→ TASK GOAL
Pick out every line in the records below that contains the string "umbrella", and copy each of those lines. The match is case-sensitive.
--- ENTRIES SUPPLIED ---
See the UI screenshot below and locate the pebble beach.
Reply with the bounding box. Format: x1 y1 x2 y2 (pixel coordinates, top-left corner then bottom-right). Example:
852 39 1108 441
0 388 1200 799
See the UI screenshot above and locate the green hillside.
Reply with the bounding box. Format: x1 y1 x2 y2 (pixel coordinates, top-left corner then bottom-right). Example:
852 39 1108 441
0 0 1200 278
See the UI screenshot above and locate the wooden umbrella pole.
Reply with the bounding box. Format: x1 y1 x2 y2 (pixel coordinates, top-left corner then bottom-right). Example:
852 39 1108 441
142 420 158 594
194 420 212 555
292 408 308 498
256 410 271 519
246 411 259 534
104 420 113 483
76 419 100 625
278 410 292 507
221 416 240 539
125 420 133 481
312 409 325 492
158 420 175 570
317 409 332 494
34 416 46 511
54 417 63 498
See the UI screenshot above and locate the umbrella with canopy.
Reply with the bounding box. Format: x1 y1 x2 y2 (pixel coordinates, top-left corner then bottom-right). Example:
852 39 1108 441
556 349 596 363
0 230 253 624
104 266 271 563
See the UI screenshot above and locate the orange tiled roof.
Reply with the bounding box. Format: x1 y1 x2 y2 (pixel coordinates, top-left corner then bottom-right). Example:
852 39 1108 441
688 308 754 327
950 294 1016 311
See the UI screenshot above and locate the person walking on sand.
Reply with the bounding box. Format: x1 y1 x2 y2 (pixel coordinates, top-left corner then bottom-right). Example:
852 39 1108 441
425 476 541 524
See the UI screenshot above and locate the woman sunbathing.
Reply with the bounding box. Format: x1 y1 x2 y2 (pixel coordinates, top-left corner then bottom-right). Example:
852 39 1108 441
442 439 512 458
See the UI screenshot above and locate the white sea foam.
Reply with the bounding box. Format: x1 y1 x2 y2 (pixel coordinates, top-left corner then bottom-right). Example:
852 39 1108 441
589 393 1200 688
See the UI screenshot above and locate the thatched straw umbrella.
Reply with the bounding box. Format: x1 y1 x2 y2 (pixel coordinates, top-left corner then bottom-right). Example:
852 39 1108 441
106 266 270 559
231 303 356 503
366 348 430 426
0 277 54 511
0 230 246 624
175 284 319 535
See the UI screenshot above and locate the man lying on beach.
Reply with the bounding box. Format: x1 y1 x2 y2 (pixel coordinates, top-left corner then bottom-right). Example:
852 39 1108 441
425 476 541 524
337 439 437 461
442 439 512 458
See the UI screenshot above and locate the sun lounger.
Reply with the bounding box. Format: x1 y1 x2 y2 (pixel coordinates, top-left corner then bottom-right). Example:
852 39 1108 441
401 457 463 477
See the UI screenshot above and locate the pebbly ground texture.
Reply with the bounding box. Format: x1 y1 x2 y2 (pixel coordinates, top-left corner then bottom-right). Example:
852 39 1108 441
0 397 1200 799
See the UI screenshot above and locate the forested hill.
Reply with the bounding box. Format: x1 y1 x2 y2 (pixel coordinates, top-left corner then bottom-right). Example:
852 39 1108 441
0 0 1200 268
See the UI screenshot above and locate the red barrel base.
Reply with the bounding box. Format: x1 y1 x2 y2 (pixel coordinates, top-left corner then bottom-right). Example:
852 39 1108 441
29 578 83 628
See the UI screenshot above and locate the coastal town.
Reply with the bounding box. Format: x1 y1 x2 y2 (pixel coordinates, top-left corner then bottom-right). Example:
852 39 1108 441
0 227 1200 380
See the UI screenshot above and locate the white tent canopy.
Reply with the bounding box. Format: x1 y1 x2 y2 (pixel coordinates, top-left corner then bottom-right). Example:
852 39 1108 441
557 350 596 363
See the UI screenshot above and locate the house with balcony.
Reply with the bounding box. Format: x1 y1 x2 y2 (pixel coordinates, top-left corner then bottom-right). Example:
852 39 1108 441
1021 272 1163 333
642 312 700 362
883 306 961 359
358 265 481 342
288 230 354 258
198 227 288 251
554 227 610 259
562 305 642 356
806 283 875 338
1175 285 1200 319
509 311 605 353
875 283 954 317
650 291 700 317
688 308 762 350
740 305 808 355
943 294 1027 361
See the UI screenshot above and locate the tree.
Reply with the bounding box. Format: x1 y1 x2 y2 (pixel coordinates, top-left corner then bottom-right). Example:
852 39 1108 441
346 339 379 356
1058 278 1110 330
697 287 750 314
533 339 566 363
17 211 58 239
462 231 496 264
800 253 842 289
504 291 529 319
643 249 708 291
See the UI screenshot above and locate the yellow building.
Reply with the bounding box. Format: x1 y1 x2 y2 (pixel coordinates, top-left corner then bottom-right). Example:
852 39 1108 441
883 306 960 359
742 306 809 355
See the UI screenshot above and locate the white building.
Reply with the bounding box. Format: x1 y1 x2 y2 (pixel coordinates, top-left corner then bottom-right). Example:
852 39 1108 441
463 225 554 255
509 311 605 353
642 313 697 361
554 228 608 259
---
→ EXERCISE SOLUTION
See the UI screenshot above and locate the wooden umbrella pole.
See the UI screenshot above and locate the umbrella with canopy.
See the UI screenshot above and locate the thatched straw umbrella.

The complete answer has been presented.